REQUIREMENT: The complete set of records should be given again verbatim.

*** DATASET ***

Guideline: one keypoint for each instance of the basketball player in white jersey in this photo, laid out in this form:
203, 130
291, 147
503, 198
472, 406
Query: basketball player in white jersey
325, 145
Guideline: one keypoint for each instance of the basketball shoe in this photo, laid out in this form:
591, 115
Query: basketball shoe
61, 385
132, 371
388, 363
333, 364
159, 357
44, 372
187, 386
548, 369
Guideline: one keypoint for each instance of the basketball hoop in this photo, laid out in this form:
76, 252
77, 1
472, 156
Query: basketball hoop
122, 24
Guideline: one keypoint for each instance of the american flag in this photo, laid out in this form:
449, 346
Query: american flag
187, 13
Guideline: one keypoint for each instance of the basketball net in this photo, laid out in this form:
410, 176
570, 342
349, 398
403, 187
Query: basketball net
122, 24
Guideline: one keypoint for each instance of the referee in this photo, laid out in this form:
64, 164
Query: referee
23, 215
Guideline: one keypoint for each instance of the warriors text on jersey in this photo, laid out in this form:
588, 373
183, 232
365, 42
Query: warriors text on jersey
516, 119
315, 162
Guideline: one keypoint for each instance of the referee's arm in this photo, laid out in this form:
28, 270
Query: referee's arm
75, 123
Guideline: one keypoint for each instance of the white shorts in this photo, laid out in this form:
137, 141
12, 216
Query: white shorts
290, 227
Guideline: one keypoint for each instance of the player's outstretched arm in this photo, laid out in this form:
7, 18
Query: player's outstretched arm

***

OUTPUT:
Guideline: one keypoint for each instance of the basketball player in white jersey in this photo, laid out in this form:
203, 130
291, 147
503, 198
472, 406
Query: basketball player in white jersey
325, 145
Guideline: one keypoint for each instance of the basketball shoe in this photo, laid out in this form:
591, 115
Query: basketball shoe
61, 385
132, 371
388, 363
333, 364
159, 357
44, 372
187, 386
548, 369
Guideline: one keypoint for each instance of the basketball hoop in this photo, laid out in this form:
76, 252
77, 1
472, 156
Query: basketball hoop
122, 24
Guideline: one keypoint for each instance of the american flag in this photo, laid out in this form:
449, 346
Query: american flag
187, 13
Guideline: one keypoint for each instance of the basketball net in this photo, laid out in this form:
410, 176
570, 342
349, 398
403, 187
Query: basketball net
122, 24
Guideline: one keypoint for each instance of the referee in this photo, laid out in this form:
64, 164
Query: referee
23, 215
Guideline: one keypoint for each instance of the warriors text on jersey in this photo, laid out in this form:
588, 373
183, 232
365, 42
Query: warriors text on jersey
516, 119
315, 162
Guideline: one keypoint for each instance of the referee's arm in this photo, laid out in this form:
28, 270
Query: referee's arm
75, 123
Guideline: one keypoint for each instance of the white shorts in this photo, laid out in this form:
137, 141
12, 216
Query: white shorts
290, 227
Guideline: one keypoint for each instance of the player's outstretched arm in this photo, laid out in this form:
7, 18
Query: player's outstretched arm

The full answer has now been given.